> _Passage_:
<<<<

Mrs Patterson sold the house in 1996 to transport manager Matt Brady and his wife Mandy, who worked as a teaching assistant.
After around five years they decided they needed somewhere bigger and relocated to Leigh-on-Sea, taking advantage of the rising housing market and selling for £101,000, a profit of more than £40,000.
Speaking to The Telegraph in 2013, Mr Brady said: “We sacrificed hard to buy our first house. We got a lot of benefit from Lady Thatcher’s policy much later because we bought at the right time and were able to take advantage of the property boom.
“We wanted to get onto the property ladder. I would hate to be young now and trying to buy our first house.”
The next owner was single mother Angela Bacon, who spent two years in Amersham Road between 2001 and 2003.
She said she was proud of her former home’s link to the Right To Buy policy and had always supported the scheme.
Miss Bacon said: “I thought it was a very good scheme. My mum and dad bought their houses that way. I think it helped people to get on the property ladder, because the discount really helped.
“I made a £30,000 profit on the sale of Amersham Road. It was a lovely house.”
She added: “I think when Margaret Thatcher was Prime Minister; she did a lot for the country. As she was the first female, she got a lot more respect with her policies than a male would have. I was quite proud to be living in the house when I found out.”
Liam Shingler was the next to purchase 39 Amersham Road, in 2004, staying for three years before selling to Alan Masters and his wife Amy in 2007 for £183,000.
Mr Masters told The Telegraph that by the time he bought the house, he was only able to get on the property ladder thanks to financial support from his grandfather.
He explained: “The reality is it’s tough for people.
“The housing market hasn’t really done anything in the last six years, prices haven’t risen, but I don’t know where we would be if Mrs Thatcher hadn’t given people the opportunity to buy council houses back then.”
According to the report, 39 Amersham Road was later bought by a single Lithuanian woman in her twenties for £180,000.
She had been living in Hounslow but relocated the 35 miles across London to Essex.
It is not clear whether she is still the owner of the property.

>>>>

> _Available data_:

<<<<

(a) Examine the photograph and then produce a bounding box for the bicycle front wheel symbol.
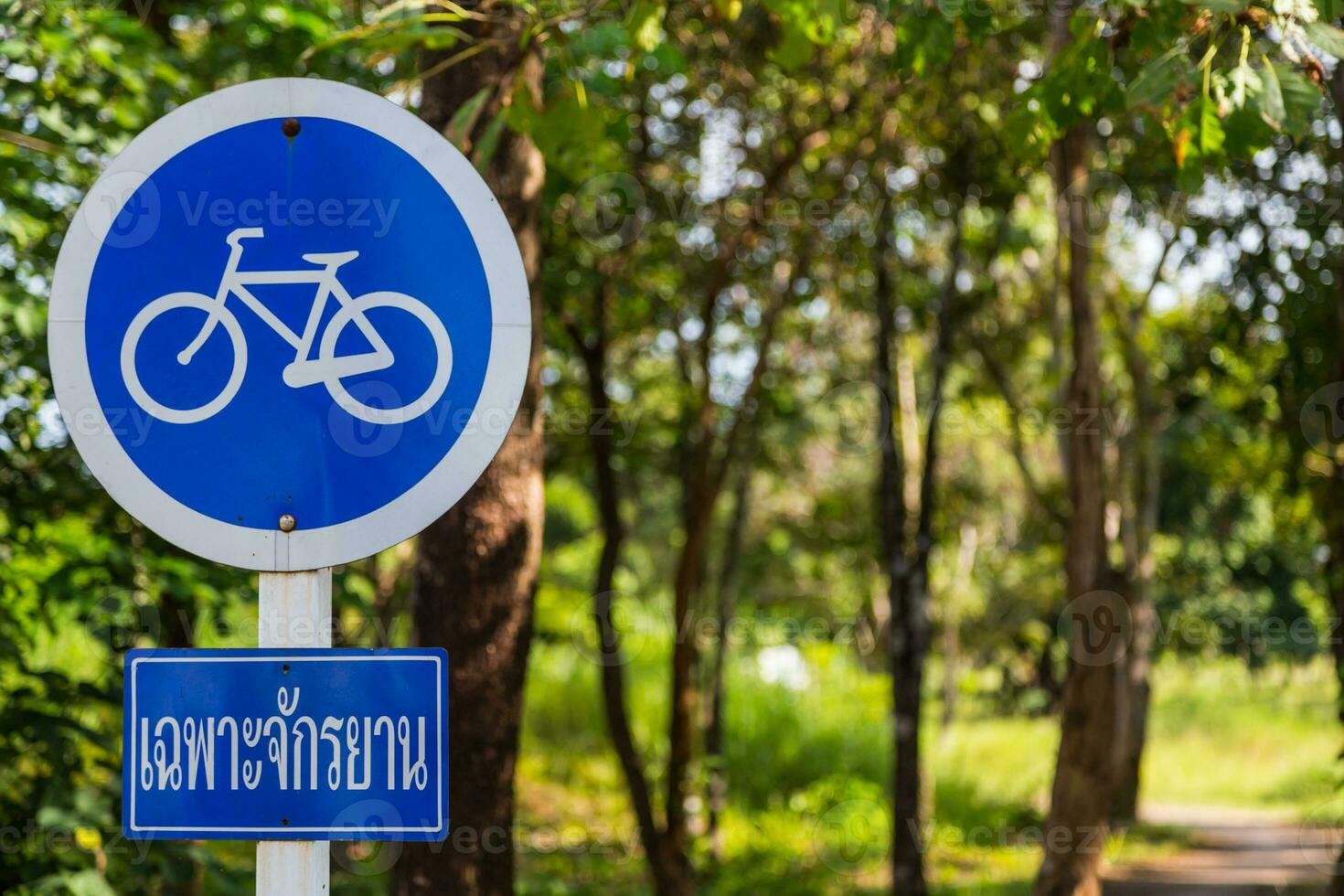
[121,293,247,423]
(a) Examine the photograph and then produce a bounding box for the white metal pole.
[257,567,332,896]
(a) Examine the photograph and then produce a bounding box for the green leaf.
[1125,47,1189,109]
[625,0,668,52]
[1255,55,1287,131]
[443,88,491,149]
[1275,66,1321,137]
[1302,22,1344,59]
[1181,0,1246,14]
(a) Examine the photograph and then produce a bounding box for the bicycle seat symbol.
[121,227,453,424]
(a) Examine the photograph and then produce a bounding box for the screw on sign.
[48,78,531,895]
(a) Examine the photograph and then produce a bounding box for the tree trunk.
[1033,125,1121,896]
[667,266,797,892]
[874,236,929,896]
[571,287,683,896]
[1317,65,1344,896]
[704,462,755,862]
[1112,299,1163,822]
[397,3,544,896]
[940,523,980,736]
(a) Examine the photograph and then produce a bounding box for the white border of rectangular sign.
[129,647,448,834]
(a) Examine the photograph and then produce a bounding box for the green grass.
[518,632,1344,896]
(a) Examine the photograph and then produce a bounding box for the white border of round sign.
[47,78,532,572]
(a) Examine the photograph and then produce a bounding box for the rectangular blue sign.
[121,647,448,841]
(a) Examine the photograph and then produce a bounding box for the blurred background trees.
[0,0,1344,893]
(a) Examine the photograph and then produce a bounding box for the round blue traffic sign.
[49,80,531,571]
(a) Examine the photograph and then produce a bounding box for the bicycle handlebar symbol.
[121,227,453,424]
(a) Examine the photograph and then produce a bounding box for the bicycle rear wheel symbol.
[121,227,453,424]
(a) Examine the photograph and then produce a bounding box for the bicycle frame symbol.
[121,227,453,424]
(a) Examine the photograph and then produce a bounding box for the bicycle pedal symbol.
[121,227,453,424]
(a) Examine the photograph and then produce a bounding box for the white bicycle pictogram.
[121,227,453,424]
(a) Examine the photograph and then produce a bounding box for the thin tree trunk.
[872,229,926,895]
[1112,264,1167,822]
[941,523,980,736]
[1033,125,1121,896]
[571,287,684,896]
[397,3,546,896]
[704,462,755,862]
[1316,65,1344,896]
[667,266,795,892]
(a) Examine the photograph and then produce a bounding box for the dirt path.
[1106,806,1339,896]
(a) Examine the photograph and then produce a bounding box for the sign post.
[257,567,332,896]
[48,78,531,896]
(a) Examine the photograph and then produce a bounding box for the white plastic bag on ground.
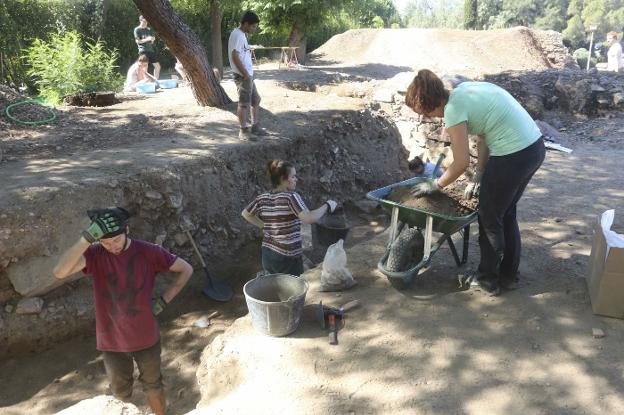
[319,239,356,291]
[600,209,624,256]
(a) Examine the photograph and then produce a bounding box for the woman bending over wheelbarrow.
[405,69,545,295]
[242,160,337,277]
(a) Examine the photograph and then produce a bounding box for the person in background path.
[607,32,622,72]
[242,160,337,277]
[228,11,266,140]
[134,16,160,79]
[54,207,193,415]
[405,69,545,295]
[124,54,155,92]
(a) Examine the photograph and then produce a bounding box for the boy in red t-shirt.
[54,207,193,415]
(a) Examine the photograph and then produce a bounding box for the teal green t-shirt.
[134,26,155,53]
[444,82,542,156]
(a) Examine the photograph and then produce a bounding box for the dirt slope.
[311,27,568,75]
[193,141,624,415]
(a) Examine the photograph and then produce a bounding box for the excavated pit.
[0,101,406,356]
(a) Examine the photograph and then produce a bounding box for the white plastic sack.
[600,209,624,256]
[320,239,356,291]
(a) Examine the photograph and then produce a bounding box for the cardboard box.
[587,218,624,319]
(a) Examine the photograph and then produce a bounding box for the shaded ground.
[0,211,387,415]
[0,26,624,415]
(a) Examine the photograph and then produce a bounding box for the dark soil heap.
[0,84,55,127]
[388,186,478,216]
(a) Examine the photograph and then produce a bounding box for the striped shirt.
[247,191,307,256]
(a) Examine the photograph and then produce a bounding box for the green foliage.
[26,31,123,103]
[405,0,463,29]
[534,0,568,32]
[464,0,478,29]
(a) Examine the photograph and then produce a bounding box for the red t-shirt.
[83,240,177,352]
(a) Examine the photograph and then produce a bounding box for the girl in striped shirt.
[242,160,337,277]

>>>>

> _Goals_:
1. Duplicate the Amersham Road passage from "Liam Shingler was" up to and including "London to Essex.".
2. Set down the records word for word from the start up to and including the line with "[49,80,531,571]", leaving the pictures out.
The Amersham Road passage and the records come from different sources.

> _Solutions to each task_:
1.
Liam Shingler was the next to purchase 39 Amersham Road, in 2004, staying for three years before selling to Alan Masters and his wife Amy in 2007 for £183,000.
Mr Masters told The Telegraph that by the time he bought the house, he was only able to get on the property ladder thanks to financial support from his grandfather.
He explained: “The reality is it’s tough for people.
“The housing market hasn’t really done anything in the last six years, prices haven’t risen, but I don’t know where we would be if Mrs Thatcher hadn’t given people the opportunity to buy council houses back then.”
According to the report, 39 Amersham Road was later bought by a single Lithuanian woman in her twenties for £180,000.
She had been living in Hounslow but relocated the 35 miles across London to Essex.

2.
(a) Examine the photograph and then produce a bounding box for the bicycle front wheel symbol.
[121,293,247,423]
(a) Examine the photograph and then produce a bounding box for the white metal pole.
[257,567,332,896]
(a) Examine the photograph and then produce a bounding box for the green leaf.
[1125,47,1189,109]
[625,0,668,52]
[1255,55,1287,131]
[443,88,491,149]
[1275,66,1321,137]
[1302,22,1344,59]
[1181,0,1246,14]
(a) Examine the photograph and then produce a bounding box for the bicycle seat symbol.
[121,227,453,424]
(a) Examine the photograph and then produce a bounding box for the screw on sign.
[48,78,531,895]
(a) Examine the photograph and then produce a bounding box for the tree trunk.
[1033,125,1121,896]
[667,266,797,892]
[874,236,929,896]
[571,287,683,896]
[1317,65,1344,896]
[704,462,755,862]
[1112,299,1163,822]
[397,3,544,896]
[940,523,980,736]
(a) Examine the photograph and then produce a bounding box for the white border of rectangular sign.
[129,647,448,834]
(a) Examine the photograph and then produce a bounding box for the green grass.
[518,632,1344,896]
(a) Examine the photograph and then produce a bounding box for the white border of round sign.
[47,78,532,572]
(a) Examine the photograph and then produce a bounding box for the rectangular blue sign.
[121,647,448,841]
(a) Examine the photograph and then produce a bounding box for the blurred background trees.
[0,0,1344,893]
(a) Examine the photograph and then produce a bounding box for the round blue traffic sign.
[49,80,531,571]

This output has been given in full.